======== DATA EXTRACT ========
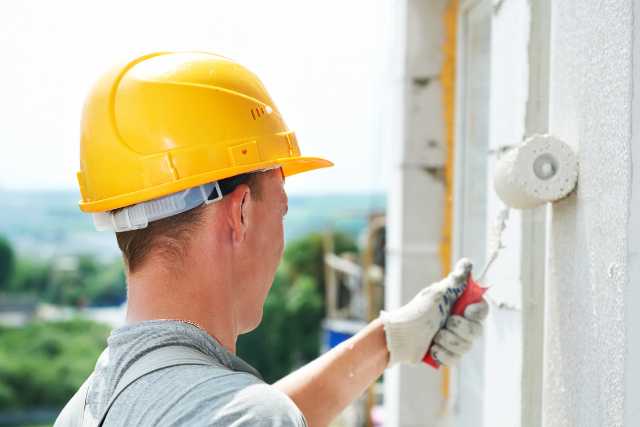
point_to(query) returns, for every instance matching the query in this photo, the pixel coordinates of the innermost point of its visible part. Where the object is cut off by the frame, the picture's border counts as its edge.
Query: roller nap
(542, 169)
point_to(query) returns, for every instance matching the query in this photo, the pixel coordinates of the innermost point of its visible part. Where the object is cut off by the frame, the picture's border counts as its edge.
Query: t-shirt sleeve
(258, 405)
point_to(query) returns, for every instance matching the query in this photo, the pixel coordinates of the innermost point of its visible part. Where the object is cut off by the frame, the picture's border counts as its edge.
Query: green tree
(305, 256)
(289, 334)
(6, 264)
(45, 364)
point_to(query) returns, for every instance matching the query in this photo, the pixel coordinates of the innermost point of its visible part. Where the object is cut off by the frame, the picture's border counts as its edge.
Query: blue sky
(324, 64)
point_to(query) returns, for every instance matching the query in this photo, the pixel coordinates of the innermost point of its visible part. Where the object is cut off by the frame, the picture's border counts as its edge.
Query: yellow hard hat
(166, 122)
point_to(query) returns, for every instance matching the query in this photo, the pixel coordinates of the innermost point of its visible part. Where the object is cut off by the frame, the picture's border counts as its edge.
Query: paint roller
(542, 169)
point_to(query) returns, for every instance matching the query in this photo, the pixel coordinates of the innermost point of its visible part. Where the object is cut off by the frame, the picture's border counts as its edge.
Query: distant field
(50, 224)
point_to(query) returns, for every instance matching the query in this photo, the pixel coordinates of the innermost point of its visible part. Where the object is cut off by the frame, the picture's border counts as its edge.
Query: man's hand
(411, 328)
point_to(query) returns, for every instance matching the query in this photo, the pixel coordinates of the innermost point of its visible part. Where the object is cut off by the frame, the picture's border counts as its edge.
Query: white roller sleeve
(542, 169)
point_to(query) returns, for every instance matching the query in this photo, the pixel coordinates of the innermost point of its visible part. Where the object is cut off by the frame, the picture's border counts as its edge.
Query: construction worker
(185, 156)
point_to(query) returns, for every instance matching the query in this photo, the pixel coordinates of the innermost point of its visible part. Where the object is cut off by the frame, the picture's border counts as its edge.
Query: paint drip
(498, 226)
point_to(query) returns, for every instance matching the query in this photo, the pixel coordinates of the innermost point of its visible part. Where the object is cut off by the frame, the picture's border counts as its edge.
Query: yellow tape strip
(448, 74)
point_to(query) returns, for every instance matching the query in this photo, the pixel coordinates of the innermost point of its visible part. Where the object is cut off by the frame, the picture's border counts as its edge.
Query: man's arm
(325, 387)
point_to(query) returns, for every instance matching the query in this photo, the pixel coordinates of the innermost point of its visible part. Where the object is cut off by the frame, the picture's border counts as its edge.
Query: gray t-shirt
(185, 395)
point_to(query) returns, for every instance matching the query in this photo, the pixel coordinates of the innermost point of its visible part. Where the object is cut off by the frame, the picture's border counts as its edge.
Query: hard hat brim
(290, 166)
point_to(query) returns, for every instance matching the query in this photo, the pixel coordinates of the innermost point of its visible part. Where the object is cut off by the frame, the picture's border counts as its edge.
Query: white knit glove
(411, 328)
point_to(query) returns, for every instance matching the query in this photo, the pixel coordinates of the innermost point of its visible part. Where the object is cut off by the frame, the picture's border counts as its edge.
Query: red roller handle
(472, 294)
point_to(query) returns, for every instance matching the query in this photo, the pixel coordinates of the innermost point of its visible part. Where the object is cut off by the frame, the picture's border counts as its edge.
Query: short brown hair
(172, 235)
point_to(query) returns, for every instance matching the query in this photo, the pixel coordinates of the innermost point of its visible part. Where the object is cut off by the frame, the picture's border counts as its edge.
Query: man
(185, 156)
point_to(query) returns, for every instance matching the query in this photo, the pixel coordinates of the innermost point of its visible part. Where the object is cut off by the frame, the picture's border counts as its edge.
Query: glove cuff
(405, 340)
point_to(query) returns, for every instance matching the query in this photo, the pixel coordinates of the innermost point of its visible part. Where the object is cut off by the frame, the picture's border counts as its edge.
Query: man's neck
(160, 291)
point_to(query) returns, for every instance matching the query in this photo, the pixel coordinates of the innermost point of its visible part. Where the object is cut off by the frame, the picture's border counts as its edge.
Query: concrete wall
(412, 395)
(589, 259)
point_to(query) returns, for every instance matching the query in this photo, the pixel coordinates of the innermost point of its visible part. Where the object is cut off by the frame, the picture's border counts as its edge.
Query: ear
(239, 204)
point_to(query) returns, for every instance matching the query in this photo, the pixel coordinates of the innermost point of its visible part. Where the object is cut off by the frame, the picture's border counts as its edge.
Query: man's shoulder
(256, 404)
(208, 396)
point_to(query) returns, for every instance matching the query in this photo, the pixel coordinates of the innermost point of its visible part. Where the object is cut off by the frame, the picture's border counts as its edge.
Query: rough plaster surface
(591, 71)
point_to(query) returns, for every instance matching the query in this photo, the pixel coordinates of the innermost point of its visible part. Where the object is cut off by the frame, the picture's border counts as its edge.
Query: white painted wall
(587, 334)
(412, 395)
(503, 329)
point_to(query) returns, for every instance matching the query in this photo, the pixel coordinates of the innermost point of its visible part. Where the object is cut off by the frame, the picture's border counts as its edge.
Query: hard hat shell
(166, 122)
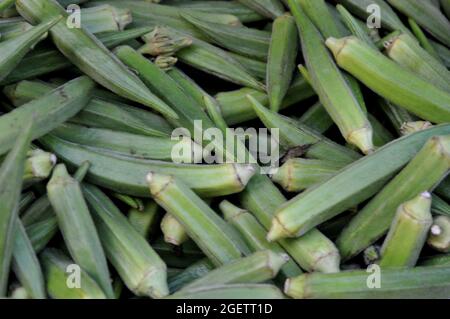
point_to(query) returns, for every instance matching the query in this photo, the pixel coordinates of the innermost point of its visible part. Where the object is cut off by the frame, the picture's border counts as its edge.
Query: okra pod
(333, 89)
(59, 286)
(130, 145)
(174, 233)
(344, 191)
(77, 226)
(82, 49)
(254, 235)
(427, 15)
(201, 223)
(138, 265)
(256, 268)
(293, 134)
(428, 167)
(250, 42)
(13, 50)
(233, 291)
(281, 59)
(11, 173)
(401, 87)
(49, 111)
(144, 221)
(298, 174)
(408, 233)
(439, 238)
(268, 8)
(358, 284)
(126, 175)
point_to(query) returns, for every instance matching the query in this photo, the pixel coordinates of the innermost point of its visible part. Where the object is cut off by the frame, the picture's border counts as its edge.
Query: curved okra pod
(254, 235)
(351, 186)
(267, 8)
(390, 80)
(333, 89)
(83, 50)
(127, 175)
(422, 173)
(427, 15)
(439, 238)
(174, 233)
(281, 59)
(408, 233)
(13, 50)
(55, 265)
(77, 227)
(298, 174)
(11, 174)
(395, 284)
(49, 111)
(201, 223)
(297, 135)
(139, 266)
(256, 268)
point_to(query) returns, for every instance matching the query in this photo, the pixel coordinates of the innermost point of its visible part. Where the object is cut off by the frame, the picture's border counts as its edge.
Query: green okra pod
(13, 50)
(201, 223)
(232, 291)
(174, 233)
(298, 174)
(267, 8)
(351, 186)
(77, 226)
(139, 266)
(57, 269)
(83, 50)
(333, 89)
(401, 86)
(256, 268)
(428, 167)
(11, 174)
(281, 59)
(439, 238)
(395, 283)
(427, 15)
(145, 220)
(408, 233)
(48, 111)
(254, 235)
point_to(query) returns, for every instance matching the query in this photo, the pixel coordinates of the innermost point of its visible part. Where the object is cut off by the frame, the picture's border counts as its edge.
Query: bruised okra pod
========
Each record, word for word, should be printed again without its pictures.

point_to(query) returns, for every instance matching the query in this photo, the pixel coordinates of the innermost point of its visible part. Where the object is cut off by the frame, the picture's border counts as its edge.
Query: roller nap
(542, 169)
point_to(query) returns, for every instance matching the query in this photo, the pixel coordinates of the innermost point of its visible part. Where the object is cut off by the frame, the picture's border counts as its edge.
Query: t-shirt sleeve
(258, 405)
point_to(query) returns, for every instance matching the query in this photo, the pixel coordinates of the innermost point of its visible part. Where the object is cut off by the frame, the picture's border counts as its edge.
Query: green tree
(305, 256)
(289, 334)
(6, 264)
(45, 364)
point_to(query) returns, for every instance matching the query in this photo, the pixel coordinates of the innermost point of its visible part. Where the object is cut off by the frame, the picture's border counts as its edge.
Query: blue sky
(324, 64)
point_to(query) returns, for every instance matching the query in this photo, the pixel coordinates of the innermost point of its visible part. Where the object is cut off by the frame, the picture's border counts as its edge.
Query: yellow hard hat
(166, 122)
point_to(query) returns, for every instance matching the query in this photo, the pixel coordinates of the innermost point of its visible part. Where the object is cut off by the frame, the picture's border counts as its edge.
Query: paint roller
(542, 169)
point_to(query) returns, for every instance matching the query in this photo, the pixel coordinates of the innermost point of its visible part. Where the object is cut off by the frame, the picture's border counts as its edge.
Query: distant field
(50, 224)
point_to(query) returns, for every instance matching the query in this photo, the pixel coordinates of the innermost point of its visible part. Where the object is cut off by the frame, the picture's border counts as its edge.
Query: man's hand
(411, 328)
point_to(query) returns, for every instance matching the query in this photo, the pixel coordinates of the innermost point of its visible part. Where the object is cut off by the frame, the picture's border counts as its edge.
Query: white roller sleeve
(542, 169)
point_to(query) returns, for every instance matching the query in this photo, the pixel coordinates of the innermost point of its visible part. Where the object is cut off by the frame, the picture's border counts as its edge.
Query: construction worker
(185, 156)
point_to(query) returns, for every instance matching the query in this photo, the pixel coordinates of the innermost point of its visible part. Where the object is cut off by the frame, the picture's border counts as its edge.
Query: paint drip
(498, 226)
point_to(query) returns, for every instance matching the query in this photo, the pixel coordinates of the innermost point of its visible part. Where the object is cut off by the frame, the picture's border counts as its edge.
Query: yellow tape strip
(448, 74)
point_to(query) returns, for every instance matching the query in this photo, the pixel coordinates of the innermost point of its visible part. Where the object is cut off by the frame, the picture's border counts as its edge.
Query: man's arm
(325, 387)
point_to(query) returns, for every instance matching the query in this photo, the pixel coordinates of the innermost point of its visible part. Where the object is cut off by the frame, the picture's border counts as its edge.
Query: gray t-shirt
(185, 395)
point_to(query) returns, for every instance matching the query in this photo, the pixel coordinates of the innermost point of its visible part. Where the object is cut off by the frame, the picture's border counts as its edge.
Query: hard hat brim
(290, 166)
point_to(query) returns, for every instance matching the query in this photo, the pixel coordinates of the innermost point of its visible part. Where the object is cut off by the frame, the picture's border counts as its edge.
Query: white knit glove
(411, 328)
point_to(query) returns, for every instance matching the query in this photo, the pixel coordinates of the innermost point of its visible part. Where the object is cut off by the frame, the picture's border counts as its edge.
Query: red roller handle
(472, 294)
point_to(query) returns, for every instance matching the query in this photo, the pixel coordinates of the innermost point of its visible part. Where the object is cut off by the frame, the picture's border counts as its edge.
Query: short brown hair
(172, 235)
point_to(query) returns, for every instance matching the query in this photo, the pixel coordinates of the innermost point of its visible part. Where the object is cut off by the frame, the picture's border counts as its edge.
Query: man
(185, 156)
point_to(query) returns, for every instance matching the query in this photo, the pixel coordinates of the innermost point of its visible part. Where the object is cut off by the frame, the picture's border counts as its edge.
Query: glove cuff
(405, 340)
point_to(query) returns, for every instance matching the query in this photo, the pixel coordinates of the innermost point of its visible part. Where the object is cut off by the frame, the picture's border counts as its edge.
Query: man's neck
(160, 291)
point_to(query) returns, for every instance matching the query in this photo, the pixel coordinates of the innermost point of its visible part. Where the object is cut off by the frame, the picture's border counts as its edge.
Query: concrete wall
(412, 395)
(589, 259)
point_to(query) returns, for every instance matching the query in this photo, the pixel coordinates of the innermost point of its visible part. Where the object is cut off by the frame, the picture's border counts as its edge.
Query: ear
(239, 204)
point_to(query) returns, for every instance matching the query in this photo, the pixel coordinates of the innermost point of its visible part. Where the object is cut off by the frame, the picture's border counts as its edge.
Query: man's shoulder
(256, 404)
(208, 396)
point_to(query) returns, for every instance matching the query in this photo, the pixel coordinates of the innermost point of its visible part. Where the object is cut off by the frame, the picture's border counts as its edge.
Query: rough plaster surface
(591, 71)
point_to(query) returns, for every instance matching the query in this photo, the pixel coordinates of the innermost point of its visible part. Where the object is cut off by the frame, the picture's border counts as its edge.
Query: white painted wall
(587, 334)
(412, 395)
(503, 329)
point_to(query) returns, for every instance matching the query in this photo, the pixel coordinates of the innermost point of its visible part. Where the object is cut off by the frame, the picture's border counts as its edge.
Query: hard hat shell
(166, 122)
point_to(query) returns, for every instance matching the query in this photo, the pixel coordinates of the innermost point of its visible part. Where the object is cut off by the frame, the picture's border counts as its edge.
Query: okra pod
(333, 89)
(59, 286)
(130, 145)
(174, 233)
(344, 191)
(77, 226)
(82, 49)
(254, 235)
(427, 15)
(201, 223)
(138, 265)
(256, 268)
(293, 134)
(428, 167)
(250, 42)
(13, 50)
(233, 291)
(281, 59)
(11, 173)
(401, 87)
(49, 111)
(144, 221)
(298, 174)
(408, 233)
(439, 238)
(268, 8)
(358, 284)
(126, 175)
point_to(query) returns, for every instance matching the query in this photo, the pixel coordinates of the innermost point of its visible part. Where the object is cut off by the frame, the picture's border counts as its edge.
Query: curved okra pod
(254, 235)
(351, 186)
(267, 8)
(390, 80)
(333, 89)
(83, 50)
(127, 175)
(422, 173)
(427, 15)
(439, 238)
(174, 233)
(281, 59)
(408, 233)
(13, 50)
(55, 265)
(77, 227)
(298, 174)
(11, 174)
(395, 284)
(49, 111)
(201, 223)
(297, 135)
(139, 266)
(256, 268)
point_to(query) returns, for every instance matching the query in this photo, the pixel coordinates of the innermost point of its visible part. Where the object is cut off by the frame, the picture's border counts as its edge.
Query: green okra pod
(13, 50)
(201, 223)
(232, 291)
(174, 233)
(298, 174)
(267, 8)
(351, 186)
(77, 226)
(139, 266)
(57, 269)
(83, 50)
(333, 89)
(401, 86)
(256, 268)
(428, 167)
(11, 174)
(281, 59)
(439, 238)
(395, 283)
(427, 15)
(145, 220)
(408, 233)
(48, 111)
(254, 235)
point_to(query) returns, for every instance matching the query in this photo, the pixel coordinates of the innermost point of its visible part. Where the object is cut off by the frame, the picture's border counts as its edge.
Query: bruised okra pod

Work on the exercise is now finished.